## Exercise
In the lines below, from the line with "Where in the photo above do you see the black wristband?" through the end, replace "red necktie" with "striped tie" and change nothing else. Give back only those lines, with the pictures left out.

## Dataset records
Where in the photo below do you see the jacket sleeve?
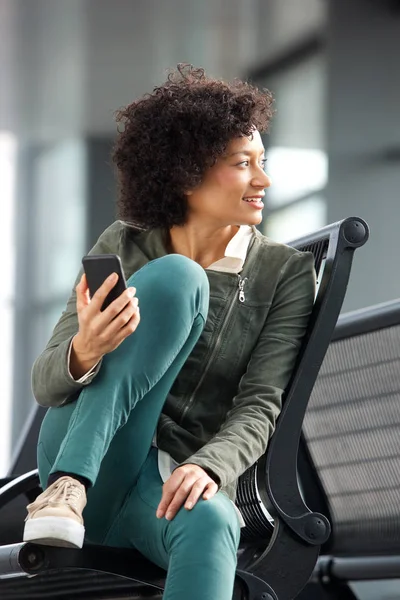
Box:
[32,221,121,407]
[181,252,315,487]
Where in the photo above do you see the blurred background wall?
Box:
[0,0,400,476]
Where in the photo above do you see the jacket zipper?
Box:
[180,274,248,423]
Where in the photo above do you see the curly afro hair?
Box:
[112,63,273,229]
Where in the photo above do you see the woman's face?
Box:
[187,131,271,227]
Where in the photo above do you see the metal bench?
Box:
[303,299,400,599]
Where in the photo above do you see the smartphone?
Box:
[82,254,126,311]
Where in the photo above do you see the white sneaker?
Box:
[23,476,86,548]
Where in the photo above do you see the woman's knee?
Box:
[175,492,240,552]
[128,254,210,319]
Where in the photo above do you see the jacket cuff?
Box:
[177,454,223,489]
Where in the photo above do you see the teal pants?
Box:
[38,254,240,600]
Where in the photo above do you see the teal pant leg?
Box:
[38,255,209,543]
[107,448,240,600]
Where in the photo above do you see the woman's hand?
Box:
[156,464,218,521]
[70,273,140,379]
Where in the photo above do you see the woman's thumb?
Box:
[76,273,90,306]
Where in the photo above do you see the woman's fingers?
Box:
[156,465,218,521]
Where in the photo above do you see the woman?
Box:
[24,65,315,600]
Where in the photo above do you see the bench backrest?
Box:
[304,300,400,556]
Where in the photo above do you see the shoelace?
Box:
[28,477,82,516]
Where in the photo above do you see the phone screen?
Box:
[82,254,126,311]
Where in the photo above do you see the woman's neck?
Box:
[167,225,239,268]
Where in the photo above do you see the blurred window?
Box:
[256,50,328,242]
[0,132,17,477]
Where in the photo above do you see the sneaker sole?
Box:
[23,517,85,548]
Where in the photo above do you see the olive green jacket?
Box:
[32,221,315,500]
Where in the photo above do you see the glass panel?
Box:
[0,132,17,477]
[32,140,86,301]
[256,0,328,62]
[259,53,328,208]
[264,196,327,243]
[266,146,328,208]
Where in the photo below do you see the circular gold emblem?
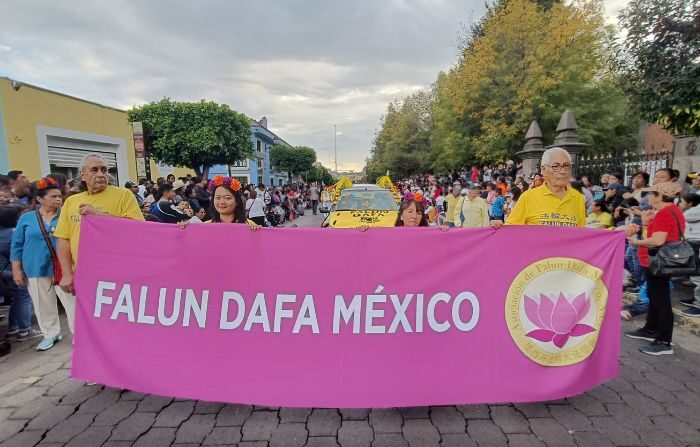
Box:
[505,258,608,366]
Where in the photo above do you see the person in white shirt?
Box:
[245,191,265,226]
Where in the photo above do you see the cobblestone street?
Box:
[0,215,700,447]
[0,316,700,447]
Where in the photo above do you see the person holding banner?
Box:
[10,178,75,351]
[54,154,144,298]
[208,175,260,231]
[491,147,586,229]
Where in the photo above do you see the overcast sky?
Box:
[0,0,627,169]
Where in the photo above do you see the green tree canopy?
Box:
[127,98,253,177]
[367,0,639,180]
[620,0,700,136]
[270,144,316,183]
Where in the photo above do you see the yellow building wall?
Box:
[0,79,194,183]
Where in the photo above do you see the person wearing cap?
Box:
[124,182,143,207]
[625,182,686,355]
[444,182,462,227]
[173,179,186,203]
[491,147,586,228]
[455,183,489,228]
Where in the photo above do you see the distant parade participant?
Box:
[491,147,586,228]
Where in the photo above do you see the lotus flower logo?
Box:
[525,293,596,349]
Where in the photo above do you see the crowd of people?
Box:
[0,148,700,355]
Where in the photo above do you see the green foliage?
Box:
[270,144,316,182]
[620,0,700,136]
[127,98,253,175]
[367,0,639,180]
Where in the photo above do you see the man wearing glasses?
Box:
[491,147,586,228]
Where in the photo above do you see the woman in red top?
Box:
[625,182,685,355]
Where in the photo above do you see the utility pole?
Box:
[333,124,338,173]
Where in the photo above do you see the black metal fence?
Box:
[578,151,673,184]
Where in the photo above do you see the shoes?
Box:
[5,329,19,340]
[639,340,673,355]
[681,307,700,317]
[36,335,63,351]
[17,329,44,341]
[625,328,654,341]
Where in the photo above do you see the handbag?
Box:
[36,210,63,286]
[649,212,699,278]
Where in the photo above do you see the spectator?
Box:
[680,193,700,317]
[152,184,192,223]
[0,205,43,341]
[444,182,462,227]
[54,154,143,294]
[245,191,268,226]
[625,182,685,355]
[309,183,319,216]
[586,200,614,228]
[491,188,506,221]
[7,171,30,206]
[455,183,489,228]
[11,177,75,351]
[124,182,143,208]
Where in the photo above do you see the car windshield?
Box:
[335,189,399,211]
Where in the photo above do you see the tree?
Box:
[620,0,700,136]
[306,165,335,185]
[270,144,316,183]
[127,98,253,178]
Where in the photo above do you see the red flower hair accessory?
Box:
[209,175,241,192]
[36,177,61,190]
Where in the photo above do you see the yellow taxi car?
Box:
[320,184,399,228]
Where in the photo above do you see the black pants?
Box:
[644,272,673,343]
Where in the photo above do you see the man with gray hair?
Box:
[54,154,144,294]
[491,147,586,228]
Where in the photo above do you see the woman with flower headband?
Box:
[395,192,428,227]
[10,178,75,351]
[190,175,260,231]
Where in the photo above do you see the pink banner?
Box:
[72,217,624,408]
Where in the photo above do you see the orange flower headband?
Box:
[36,177,61,190]
[209,175,241,192]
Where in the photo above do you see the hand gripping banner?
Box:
[72,217,624,408]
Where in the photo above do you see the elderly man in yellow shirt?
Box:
[54,154,144,294]
[491,147,586,228]
[454,184,489,228]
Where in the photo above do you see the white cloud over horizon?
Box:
[0,0,627,169]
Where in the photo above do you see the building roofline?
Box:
[0,76,126,113]
[0,76,291,146]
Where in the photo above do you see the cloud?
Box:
[0,0,618,169]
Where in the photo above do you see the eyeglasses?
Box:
[545,163,571,172]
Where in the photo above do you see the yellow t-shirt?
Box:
[505,182,586,227]
[445,194,462,222]
[54,185,144,265]
[586,212,615,228]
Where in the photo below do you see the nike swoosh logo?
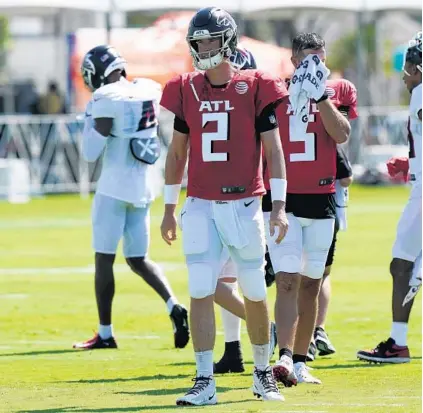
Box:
[385,350,399,357]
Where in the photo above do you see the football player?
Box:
[263,33,357,386]
[161,7,288,405]
[307,146,353,361]
[74,46,189,350]
[357,32,422,363]
[213,47,277,374]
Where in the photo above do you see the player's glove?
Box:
[386,157,410,182]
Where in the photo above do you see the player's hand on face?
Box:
[269,202,289,244]
[160,213,177,245]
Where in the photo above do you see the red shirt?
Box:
[266,79,358,194]
[160,70,288,200]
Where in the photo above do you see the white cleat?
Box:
[176,376,217,406]
[253,366,285,402]
[273,354,297,387]
[294,362,322,384]
[269,321,278,361]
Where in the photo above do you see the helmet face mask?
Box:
[403,32,422,76]
[81,45,126,91]
[186,7,237,70]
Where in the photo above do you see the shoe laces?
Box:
[295,363,311,377]
[375,338,393,353]
[255,367,279,393]
[187,376,213,396]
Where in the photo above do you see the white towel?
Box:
[288,55,330,117]
[335,179,349,231]
[288,66,309,116]
[212,201,248,249]
[301,54,330,100]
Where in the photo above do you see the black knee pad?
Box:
[389,258,414,278]
[126,257,145,272]
[95,252,116,266]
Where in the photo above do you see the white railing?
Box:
[0,107,408,197]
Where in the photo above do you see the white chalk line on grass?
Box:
[0,293,29,300]
[0,262,186,276]
[0,204,405,229]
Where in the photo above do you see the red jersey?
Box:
[266,79,358,194]
[160,70,288,200]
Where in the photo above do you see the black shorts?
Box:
[326,218,339,267]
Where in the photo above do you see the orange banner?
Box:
[71,12,293,111]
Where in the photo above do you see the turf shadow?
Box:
[63,374,192,384]
[0,350,75,357]
[115,386,248,396]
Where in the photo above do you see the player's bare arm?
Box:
[260,129,288,244]
[160,130,188,245]
[317,99,351,143]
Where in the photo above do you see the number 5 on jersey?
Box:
[201,112,229,162]
[289,115,316,162]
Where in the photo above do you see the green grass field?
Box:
[0,187,422,413]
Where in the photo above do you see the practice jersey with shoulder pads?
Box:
[266,79,357,194]
[92,77,161,204]
[161,70,288,200]
[408,83,422,188]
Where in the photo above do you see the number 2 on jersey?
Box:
[289,115,316,162]
[201,112,229,162]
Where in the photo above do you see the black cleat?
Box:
[357,338,410,364]
[170,304,189,348]
[306,340,317,361]
[73,333,117,350]
[213,341,245,374]
[314,327,336,356]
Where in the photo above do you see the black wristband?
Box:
[316,92,329,103]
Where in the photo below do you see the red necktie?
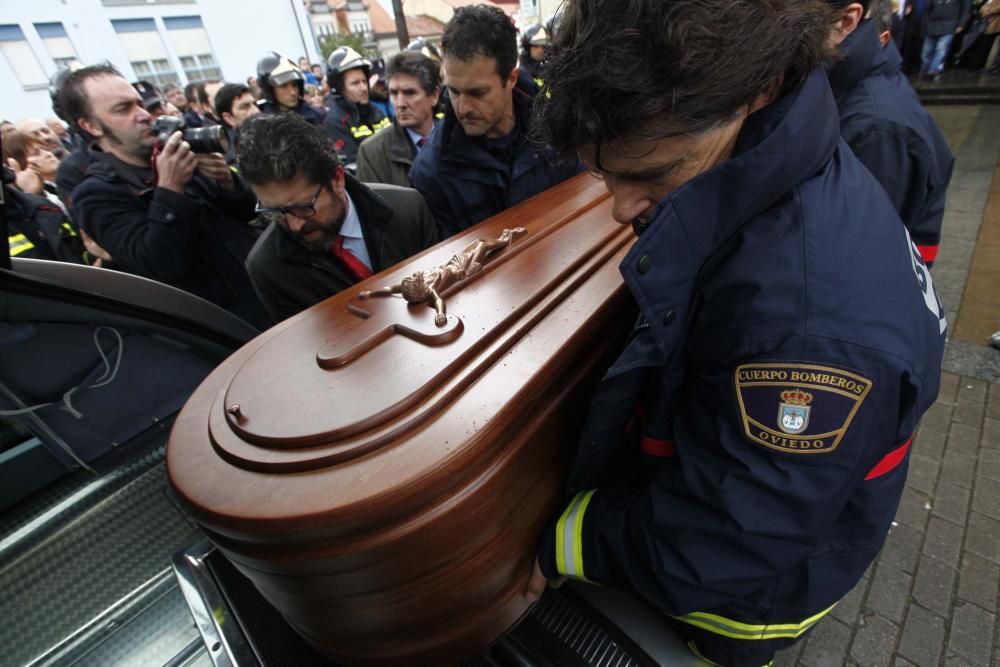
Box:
[330,236,373,280]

## Completed task
Where in the photo above do you see the black wristband?
Box:
[316,92,329,103]
Where in the photo below do you see the striped tie?
Box:
[330,236,373,280]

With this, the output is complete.